READING PASSAGE =>

After that, Quintin went 17 healthy years before needing another surgery.
Despite his health issues, Quintin said his childhood was normal as a student attending Emanuel Lutheran School in New London and later Fox Valley Lutheran High School in Appleton. The only ways he differed from his friends were he had to avoid contact sports and he went in for checkups every six months.
Quintin understood as a child he would eventually need a third heart surgery because he would outgrow the artificial tubing in his heart.
However, that third surgery crept up on him with little warning last summer when he was 24.
Quintin was in Denver, Colorado, for work when he got sick with what he suspected was the flu. As the illness worsened, he thought it could be strep throat instead.
He visited an urgent care clinic and tried taking amoxicillin for a few days. Nothing improved. Quintin was also too dehydrated to try IV therapy.

EXERCISE SET =>
**1.** Using the passage about Quintin, explain why he knew as a child that he would eventually need a third heart surgery.
**2.** According to the passage about Quintin, where was he when he got sick last summer?
**3.** Copy the passage about Quintin from "Despite his health" up to and including "when he was 24.".

MATERIAL PROVIDED =>

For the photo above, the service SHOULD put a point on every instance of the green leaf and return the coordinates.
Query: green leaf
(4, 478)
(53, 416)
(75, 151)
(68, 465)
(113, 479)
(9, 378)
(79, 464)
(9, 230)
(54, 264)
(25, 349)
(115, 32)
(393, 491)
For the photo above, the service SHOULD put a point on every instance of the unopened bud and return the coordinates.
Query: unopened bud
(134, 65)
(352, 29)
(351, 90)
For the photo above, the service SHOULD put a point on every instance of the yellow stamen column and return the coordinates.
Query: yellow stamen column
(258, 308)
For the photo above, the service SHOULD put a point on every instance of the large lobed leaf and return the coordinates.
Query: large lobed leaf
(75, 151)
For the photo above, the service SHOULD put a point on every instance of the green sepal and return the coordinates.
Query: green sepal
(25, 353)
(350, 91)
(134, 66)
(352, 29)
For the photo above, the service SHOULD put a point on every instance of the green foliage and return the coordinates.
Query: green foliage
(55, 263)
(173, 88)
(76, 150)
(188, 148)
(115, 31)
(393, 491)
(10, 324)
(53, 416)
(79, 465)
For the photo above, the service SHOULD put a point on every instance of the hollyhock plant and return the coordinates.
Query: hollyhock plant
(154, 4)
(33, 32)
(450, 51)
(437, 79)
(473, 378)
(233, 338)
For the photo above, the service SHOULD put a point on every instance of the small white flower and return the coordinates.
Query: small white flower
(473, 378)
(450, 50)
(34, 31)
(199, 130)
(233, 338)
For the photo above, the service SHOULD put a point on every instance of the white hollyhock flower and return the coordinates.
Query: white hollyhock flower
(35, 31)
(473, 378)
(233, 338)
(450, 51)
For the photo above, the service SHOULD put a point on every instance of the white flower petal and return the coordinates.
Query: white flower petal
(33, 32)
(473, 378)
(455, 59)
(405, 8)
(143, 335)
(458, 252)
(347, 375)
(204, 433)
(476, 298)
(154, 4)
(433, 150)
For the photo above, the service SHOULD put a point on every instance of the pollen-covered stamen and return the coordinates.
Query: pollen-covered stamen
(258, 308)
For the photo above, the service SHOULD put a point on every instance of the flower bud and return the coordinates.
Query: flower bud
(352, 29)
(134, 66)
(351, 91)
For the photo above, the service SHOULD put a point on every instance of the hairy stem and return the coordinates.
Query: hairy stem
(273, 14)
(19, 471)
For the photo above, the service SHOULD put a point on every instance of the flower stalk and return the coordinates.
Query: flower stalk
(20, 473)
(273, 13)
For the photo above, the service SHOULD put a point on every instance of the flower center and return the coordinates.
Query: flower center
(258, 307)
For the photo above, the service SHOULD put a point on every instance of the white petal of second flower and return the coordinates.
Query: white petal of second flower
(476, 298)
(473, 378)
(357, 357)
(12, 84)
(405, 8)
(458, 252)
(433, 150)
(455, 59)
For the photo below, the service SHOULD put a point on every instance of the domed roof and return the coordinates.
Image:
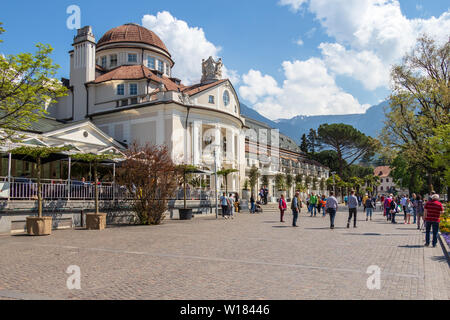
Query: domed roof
(131, 32)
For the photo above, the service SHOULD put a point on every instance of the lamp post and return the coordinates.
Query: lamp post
(334, 183)
(215, 183)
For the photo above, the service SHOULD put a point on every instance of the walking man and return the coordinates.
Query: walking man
(224, 204)
(433, 212)
(282, 206)
(296, 207)
(313, 204)
(352, 209)
(332, 207)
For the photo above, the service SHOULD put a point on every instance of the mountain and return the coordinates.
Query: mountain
(369, 123)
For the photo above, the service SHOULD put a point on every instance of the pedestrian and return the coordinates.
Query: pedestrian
(387, 207)
(369, 205)
(313, 204)
(403, 203)
(409, 211)
(393, 210)
(414, 204)
(332, 207)
(224, 204)
(352, 209)
(296, 206)
(419, 211)
(252, 204)
(322, 203)
(282, 206)
(433, 212)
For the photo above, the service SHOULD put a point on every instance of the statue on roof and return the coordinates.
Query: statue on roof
(211, 70)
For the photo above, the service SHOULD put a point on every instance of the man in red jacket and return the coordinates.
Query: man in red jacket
(432, 217)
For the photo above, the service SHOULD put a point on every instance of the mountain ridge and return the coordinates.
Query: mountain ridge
(370, 123)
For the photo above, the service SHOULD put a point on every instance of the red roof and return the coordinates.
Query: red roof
(132, 33)
(139, 72)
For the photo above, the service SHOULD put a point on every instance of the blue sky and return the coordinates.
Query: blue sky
(340, 66)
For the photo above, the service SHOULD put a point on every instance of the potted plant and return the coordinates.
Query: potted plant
(39, 225)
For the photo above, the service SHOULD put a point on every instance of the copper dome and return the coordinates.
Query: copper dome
(132, 33)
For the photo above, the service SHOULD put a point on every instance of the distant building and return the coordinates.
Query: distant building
(387, 184)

PER-TASK ANSWERS =>
**1.** He knew he would need a third heart surgery because he would outgrow the artificial tubing in his heart.

**2.** He was in Denver, Colorado, for work.

**3.**
Despite his health issues, Quintin said his childhood was normal as a student attending Emanuel Lutheran School in New London and later Fox Valley Lutheran High School in Appleton. The only ways he differed from his friends were he had to avoid contact sports and he went in for checkups every six months.
Quintin understood as a child he would eventually need a third heart surgery because he would outgrow the artificial tubing in his heart.
However, that third surgery crept up on him with little warning last summer when he was 24.